**TASK PROMPT:** Scan the entries below for "green" and copy each line that holds it.

**RECORDS FOR THE EXERCISE:**
········

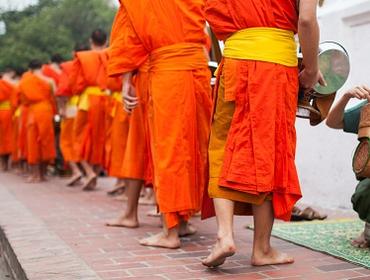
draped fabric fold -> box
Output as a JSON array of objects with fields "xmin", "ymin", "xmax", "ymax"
[{"xmin": 204, "ymin": 0, "xmax": 302, "ymax": 221}]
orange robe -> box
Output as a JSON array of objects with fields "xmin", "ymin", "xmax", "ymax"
[
  {"xmin": 42, "ymin": 64, "xmax": 61, "ymax": 86},
  {"xmin": 109, "ymin": 0, "xmax": 212, "ymax": 228},
  {"xmin": 106, "ymin": 76, "xmax": 129, "ymax": 177},
  {"xmin": 10, "ymin": 85, "xmax": 21, "ymax": 162},
  {"xmin": 121, "ymin": 63, "xmax": 151, "ymax": 182},
  {"xmin": 57, "ymin": 61, "xmax": 77, "ymax": 162},
  {"xmin": 0, "ymin": 80, "xmax": 13, "ymax": 156},
  {"xmin": 18, "ymin": 105, "xmax": 29, "ymax": 161},
  {"xmin": 70, "ymin": 50, "xmax": 109, "ymax": 166},
  {"xmin": 19, "ymin": 72, "xmax": 56, "ymax": 164},
  {"xmin": 204, "ymin": 0, "xmax": 302, "ymax": 221}
]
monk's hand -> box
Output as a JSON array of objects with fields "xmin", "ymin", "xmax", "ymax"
[
  {"xmin": 299, "ymin": 69, "xmax": 326, "ymax": 90},
  {"xmin": 123, "ymin": 83, "xmax": 138, "ymax": 113},
  {"xmin": 344, "ymin": 86, "xmax": 370, "ymax": 102}
]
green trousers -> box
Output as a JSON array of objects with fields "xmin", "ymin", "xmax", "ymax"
[{"xmin": 352, "ymin": 178, "xmax": 370, "ymax": 223}]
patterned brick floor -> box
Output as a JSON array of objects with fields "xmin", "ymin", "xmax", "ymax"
[{"xmin": 0, "ymin": 172, "xmax": 369, "ymax": 280}]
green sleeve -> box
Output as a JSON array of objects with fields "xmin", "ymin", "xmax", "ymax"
[{"xmin": 343, "ymin": 101, "xmax": 368, "ymax": 134}]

········

**TASK SOLUTION:**
green trousers -> box
green sleeve -> box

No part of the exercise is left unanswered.